Entries in a dataset
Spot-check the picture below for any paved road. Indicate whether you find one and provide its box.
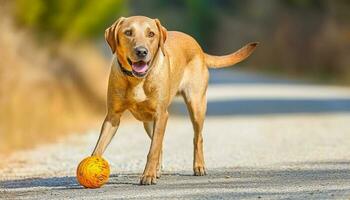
[0,70,350,199]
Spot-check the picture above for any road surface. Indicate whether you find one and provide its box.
[0,70,350,199]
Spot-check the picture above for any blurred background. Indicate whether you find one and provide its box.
[0,0,350,154]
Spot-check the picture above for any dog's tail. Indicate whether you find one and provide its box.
[204,42,259,68]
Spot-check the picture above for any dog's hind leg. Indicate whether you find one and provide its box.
[143,122,163,178]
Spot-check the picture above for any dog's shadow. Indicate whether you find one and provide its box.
[0,174,139,189]
[0,173,192,189]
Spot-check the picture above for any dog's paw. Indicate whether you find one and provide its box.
[140,175,157,185]
[156,170,162,178]
[193,167,207,176]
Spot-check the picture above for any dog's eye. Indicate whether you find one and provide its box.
[148,31,154,37]
[124,30,132,36]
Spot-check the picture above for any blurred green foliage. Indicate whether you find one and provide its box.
[15,0,128,40]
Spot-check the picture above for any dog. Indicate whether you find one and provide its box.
[92,16,258,185]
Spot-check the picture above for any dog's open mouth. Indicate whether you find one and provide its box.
[128,59,149,77]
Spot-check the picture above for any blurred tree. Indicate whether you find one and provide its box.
[15,0,127,40]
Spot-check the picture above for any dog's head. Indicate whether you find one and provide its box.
[105,16,167,78]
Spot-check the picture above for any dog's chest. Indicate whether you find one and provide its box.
[126,82,148,103]
[126,83,157,121]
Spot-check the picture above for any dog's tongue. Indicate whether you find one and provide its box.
[132,61,148,73]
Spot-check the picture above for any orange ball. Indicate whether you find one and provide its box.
[77,156,110,188]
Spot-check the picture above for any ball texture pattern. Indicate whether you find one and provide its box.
[77,156,110,188]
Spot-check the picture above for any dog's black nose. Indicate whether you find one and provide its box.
[135,47,148,58]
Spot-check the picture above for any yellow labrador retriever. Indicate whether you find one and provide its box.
[92,16,257,185]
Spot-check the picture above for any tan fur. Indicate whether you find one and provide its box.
[92,16,257,185]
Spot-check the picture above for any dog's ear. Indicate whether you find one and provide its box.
[105,17,125,54]
[155,19,167,55]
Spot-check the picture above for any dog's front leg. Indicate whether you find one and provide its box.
[140,110,168,185]
[92,114,121,156]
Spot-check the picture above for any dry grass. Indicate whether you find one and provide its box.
[0,11,108,154]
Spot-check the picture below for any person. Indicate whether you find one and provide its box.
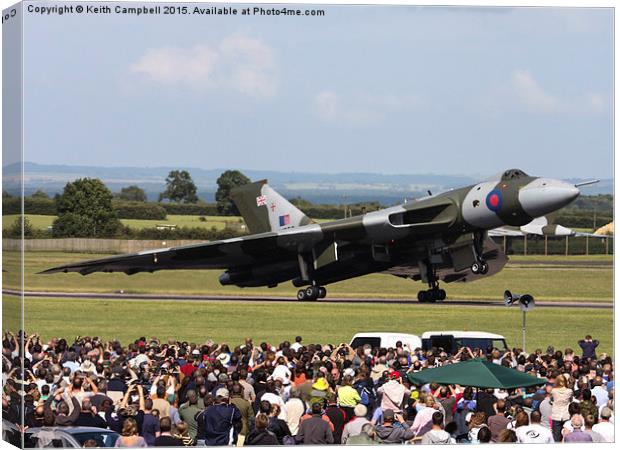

What is required
Can you rewrite everything from the line containing "Spot-check the picture above for any dog's shadow." down to the line containing "[193,167,207,176]", leaving each line as it is except that every bounding-box coordinate is raised by 116?

Completed exercise
Spot-check the picture above for any dog's shadow. Indicate whether you find one and provide its box.
[116,290,255,305]
[116,289,308,305]
Spot-check the picture above for any dog's paw. Indicate whether you find one and provide its box.
[256,291,273,301]
[272,286,278,294]
[309,283,323,292]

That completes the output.